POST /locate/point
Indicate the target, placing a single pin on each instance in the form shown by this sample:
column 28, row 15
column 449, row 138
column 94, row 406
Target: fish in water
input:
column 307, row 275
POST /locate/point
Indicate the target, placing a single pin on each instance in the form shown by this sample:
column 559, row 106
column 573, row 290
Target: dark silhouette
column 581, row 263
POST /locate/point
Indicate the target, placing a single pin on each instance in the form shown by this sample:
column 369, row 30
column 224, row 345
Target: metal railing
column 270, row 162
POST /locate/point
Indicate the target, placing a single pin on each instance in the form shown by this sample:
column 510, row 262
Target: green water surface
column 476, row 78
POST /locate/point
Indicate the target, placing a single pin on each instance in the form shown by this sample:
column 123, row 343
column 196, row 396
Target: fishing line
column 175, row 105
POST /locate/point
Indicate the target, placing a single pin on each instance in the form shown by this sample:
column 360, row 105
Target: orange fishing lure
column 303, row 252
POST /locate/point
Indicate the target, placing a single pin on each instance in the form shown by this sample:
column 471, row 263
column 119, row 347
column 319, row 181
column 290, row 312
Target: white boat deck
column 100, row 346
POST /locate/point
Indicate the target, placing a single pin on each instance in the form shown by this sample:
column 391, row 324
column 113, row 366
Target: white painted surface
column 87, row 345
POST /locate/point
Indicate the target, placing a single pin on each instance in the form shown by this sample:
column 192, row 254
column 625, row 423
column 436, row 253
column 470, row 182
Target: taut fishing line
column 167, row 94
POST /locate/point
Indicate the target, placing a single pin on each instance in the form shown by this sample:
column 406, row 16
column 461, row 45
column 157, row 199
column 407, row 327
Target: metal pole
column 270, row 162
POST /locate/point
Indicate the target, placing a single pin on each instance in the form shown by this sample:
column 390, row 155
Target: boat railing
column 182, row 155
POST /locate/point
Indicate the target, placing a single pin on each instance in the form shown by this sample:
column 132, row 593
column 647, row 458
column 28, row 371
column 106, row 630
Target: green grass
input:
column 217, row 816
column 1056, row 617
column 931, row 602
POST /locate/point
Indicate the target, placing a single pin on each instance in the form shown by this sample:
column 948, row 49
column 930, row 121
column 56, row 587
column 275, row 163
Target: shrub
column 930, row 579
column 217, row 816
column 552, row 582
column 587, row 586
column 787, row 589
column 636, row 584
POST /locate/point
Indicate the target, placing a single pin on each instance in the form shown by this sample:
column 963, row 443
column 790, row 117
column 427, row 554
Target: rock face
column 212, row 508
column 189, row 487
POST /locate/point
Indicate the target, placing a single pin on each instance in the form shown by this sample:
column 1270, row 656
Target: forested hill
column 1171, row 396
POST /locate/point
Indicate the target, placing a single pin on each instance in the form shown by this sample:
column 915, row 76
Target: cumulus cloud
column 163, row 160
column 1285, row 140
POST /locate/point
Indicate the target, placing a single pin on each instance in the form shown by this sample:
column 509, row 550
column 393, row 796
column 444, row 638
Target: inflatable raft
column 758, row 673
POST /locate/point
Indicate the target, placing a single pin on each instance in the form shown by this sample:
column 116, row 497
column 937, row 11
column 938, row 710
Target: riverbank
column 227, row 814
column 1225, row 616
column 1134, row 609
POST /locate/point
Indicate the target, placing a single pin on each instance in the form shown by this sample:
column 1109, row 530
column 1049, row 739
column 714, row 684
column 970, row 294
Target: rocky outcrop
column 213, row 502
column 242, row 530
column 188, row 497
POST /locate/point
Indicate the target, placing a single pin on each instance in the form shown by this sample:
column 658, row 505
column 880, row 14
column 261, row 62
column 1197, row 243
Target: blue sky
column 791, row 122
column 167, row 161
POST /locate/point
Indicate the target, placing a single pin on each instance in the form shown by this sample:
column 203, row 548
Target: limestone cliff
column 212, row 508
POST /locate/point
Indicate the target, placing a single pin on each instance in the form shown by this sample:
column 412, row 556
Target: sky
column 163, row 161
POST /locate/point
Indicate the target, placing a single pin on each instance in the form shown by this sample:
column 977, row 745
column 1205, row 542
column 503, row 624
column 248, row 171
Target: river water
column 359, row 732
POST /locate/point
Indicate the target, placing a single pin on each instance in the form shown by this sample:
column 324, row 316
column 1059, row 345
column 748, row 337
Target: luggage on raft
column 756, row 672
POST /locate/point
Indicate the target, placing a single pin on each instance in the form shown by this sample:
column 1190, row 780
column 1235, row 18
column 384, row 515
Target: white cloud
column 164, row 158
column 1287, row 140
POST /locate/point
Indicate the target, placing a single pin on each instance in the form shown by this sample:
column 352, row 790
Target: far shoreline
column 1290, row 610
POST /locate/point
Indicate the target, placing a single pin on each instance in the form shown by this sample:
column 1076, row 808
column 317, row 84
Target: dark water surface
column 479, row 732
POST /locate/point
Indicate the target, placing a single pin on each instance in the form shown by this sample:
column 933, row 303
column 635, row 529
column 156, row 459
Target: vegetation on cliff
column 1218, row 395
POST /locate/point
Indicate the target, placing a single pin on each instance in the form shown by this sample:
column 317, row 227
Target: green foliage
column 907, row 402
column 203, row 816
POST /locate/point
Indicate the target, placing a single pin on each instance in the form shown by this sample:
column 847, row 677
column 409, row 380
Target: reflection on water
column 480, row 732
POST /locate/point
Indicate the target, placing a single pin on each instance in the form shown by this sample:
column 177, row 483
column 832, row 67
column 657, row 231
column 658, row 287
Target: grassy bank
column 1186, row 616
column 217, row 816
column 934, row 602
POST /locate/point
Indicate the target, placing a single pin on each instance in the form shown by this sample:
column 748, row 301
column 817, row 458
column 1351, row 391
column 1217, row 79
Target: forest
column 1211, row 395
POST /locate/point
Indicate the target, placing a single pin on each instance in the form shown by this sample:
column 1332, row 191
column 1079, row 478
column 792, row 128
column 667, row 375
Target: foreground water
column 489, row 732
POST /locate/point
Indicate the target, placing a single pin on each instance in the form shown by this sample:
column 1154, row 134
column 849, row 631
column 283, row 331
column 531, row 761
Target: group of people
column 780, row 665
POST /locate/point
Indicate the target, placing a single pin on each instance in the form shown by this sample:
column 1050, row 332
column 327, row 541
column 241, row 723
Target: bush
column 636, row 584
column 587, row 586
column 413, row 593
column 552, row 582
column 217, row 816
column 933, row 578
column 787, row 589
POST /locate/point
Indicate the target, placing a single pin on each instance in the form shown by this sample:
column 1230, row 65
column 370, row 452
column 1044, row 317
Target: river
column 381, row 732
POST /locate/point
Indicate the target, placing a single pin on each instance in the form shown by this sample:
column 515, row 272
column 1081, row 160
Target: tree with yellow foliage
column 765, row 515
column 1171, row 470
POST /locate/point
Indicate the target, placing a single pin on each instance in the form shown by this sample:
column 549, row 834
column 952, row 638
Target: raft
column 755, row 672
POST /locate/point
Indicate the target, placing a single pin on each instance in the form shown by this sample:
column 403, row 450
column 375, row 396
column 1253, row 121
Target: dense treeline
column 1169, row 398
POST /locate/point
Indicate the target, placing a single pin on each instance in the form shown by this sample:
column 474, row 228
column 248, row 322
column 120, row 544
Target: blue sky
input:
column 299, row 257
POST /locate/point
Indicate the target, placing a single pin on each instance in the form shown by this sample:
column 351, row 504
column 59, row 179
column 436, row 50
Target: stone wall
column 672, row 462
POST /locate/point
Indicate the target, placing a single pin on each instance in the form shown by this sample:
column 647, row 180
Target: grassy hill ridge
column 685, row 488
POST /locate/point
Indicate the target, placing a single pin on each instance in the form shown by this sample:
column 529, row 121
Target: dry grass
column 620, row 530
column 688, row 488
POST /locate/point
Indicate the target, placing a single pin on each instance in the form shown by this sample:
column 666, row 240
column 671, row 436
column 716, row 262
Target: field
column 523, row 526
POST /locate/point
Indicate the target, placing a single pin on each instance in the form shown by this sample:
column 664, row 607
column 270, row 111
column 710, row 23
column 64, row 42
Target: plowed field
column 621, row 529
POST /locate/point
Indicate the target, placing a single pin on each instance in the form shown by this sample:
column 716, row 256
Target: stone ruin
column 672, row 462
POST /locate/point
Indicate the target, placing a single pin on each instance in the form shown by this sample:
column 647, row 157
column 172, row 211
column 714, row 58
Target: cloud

^^^^

Select each line of the material above that contains the word "railing", copying those lines out in full.

◆ **Output of the exercise**:
Target: metal railing
Target: boat railing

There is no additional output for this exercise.